_Kutipan Pilihan_.
Soal berita "Pagar laut di Tangerang". Mungkin ada yang menjadi rajin menyimak berita-berita tentang ini, baik dimedia sosial maupun dimedia lainnya. Bisa jadi mungkin sudah banyak juga yang mulai familiar dengan nama-nama dan wajah tokoh-tokoh masyarakatnya yang sering diundang dalam diskusi publik distasiun-stasiun televisi dengan framing seakan-akan itu adalah kejadian yang berpotensi merugikan negara dan rakyat Indonesia secara nasional. Tak tanggung-tangung, TNI-AL juga mengerahkan kendaraan taktisnya dalam menanggapi kejadian ini. Kenapa harus sibuk dengan pagar laut Tangerang? Padahal dilaut Sumatra warga Rohingya yang terombang-ambing dari Samudra Hindia bisa masuk ke Selat Malaka dan dengan mudahnya bisa lolos hingga terdampar diwilayah-wilayah Sumatra, apalagi mafia narkoba yang bergerak dengan strategi?!

Di Batam, orang-orang Melayu di Rempang dipaksa angkat-kaki dari tanah ibunya dan dari laut penghidupan ayahnya. Sayangnya, tidak satupun organisasi baik dari mahasiswa ataupun masyarakat di Jawa/Jawaisme turun-tangan untuk membela mereka. Tokoh masyarakat Rempang yang dikenal dengan panggilan Abang Long, hanya diberi kesempatan berbicara dalam orasi-orasi dilapangan. Tidak ada undangan dari stasiun televisi untuk pembahasan. Kemudian pada akhirnya ia pun harus tunduk, menyerah dan ditangkap karena dianggap sebagai kriminal akibat dituduh melawan negara.

Belum lagi soal ribuan orang Papua yang harus mengungsi ke hutan-hutan dan seorang ibu yang meninggal dalam pengungsian itu setelah melahirkan bayi dalam kandungannya!

_Data Tercatat_.
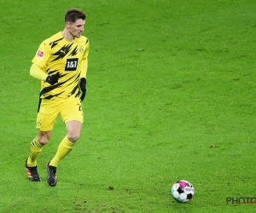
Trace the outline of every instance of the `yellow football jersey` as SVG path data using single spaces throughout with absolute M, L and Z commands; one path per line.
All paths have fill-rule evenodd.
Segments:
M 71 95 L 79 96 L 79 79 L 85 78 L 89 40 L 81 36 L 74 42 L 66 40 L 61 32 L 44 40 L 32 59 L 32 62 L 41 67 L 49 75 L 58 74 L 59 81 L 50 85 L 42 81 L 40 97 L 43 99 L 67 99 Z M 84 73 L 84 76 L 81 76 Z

_Soal Latihan_.
[1] Menurut tulisan tentang pagar laut Tangerang, dengan panggilan apa tokoh masyarakat Rempang dikenal?
[2] Lanjutkan tulisan tentang pagar laut Tangerang, dimulai setelah kalimat terakhirnya.

_Jawaban Soal_.
[1] Abang Long.

[2]
Inilah yang dimaksud dengan tidak ada isu yang lebih penting selain isu tentang Jawa dengan Jawaisme-nya. Dalam Ilmu Komunikasi disebut Teory Agenda Setting. Sekarang, apasih yang orang tidak tau soal Jawa? Bahkan anak-anak kecil di Banda Aceh pun sudah bisa bilang, Jancok! Anak-anak remaja sudah bisa bilang, Asu! Bahkan orangtua harus memberi nama anaknya dengan nama-nama Jawaisme sebagai harapan agar lebih mudah mendapatkan pekerjaan. Ini baru soal-soal ringan, belum lagi soal-soal berat seperti Pemilihan Umum Presiden Indonesia!

Sebagai penutup:

Dalam sistem demokrasi, konsep minority itu diterima dengan syarat bahwa minority itu dapat menjadi majority sesewaktu dan dengan pasti-pasti. Tapi dibawah Hegemoni Jawaisme yang sudah, sedang dan terus dikembangkan di Indonesia ini tidak bisa terjadi. Sebab dalam statistik mereka kita semua akhirnya jatuh dalam keranjang sampah minority yang kekal. Bangsa Jawa mau menjadi majority yang tetap untuk selama-lamanya. Mereka memakai nama "Demokrasi" hanya untuk propaganda dan penipuan politik semata-mata. Mengutip perkataan pemeran D.N. Aidit dalam film propaganda Gerakan 30 September Partai Komunis Indonesia (G30SPKI) yang diproduksi oleh Kementerian Penerangan Republik Indonesia: "DJAWA ADALAH KOENTJI".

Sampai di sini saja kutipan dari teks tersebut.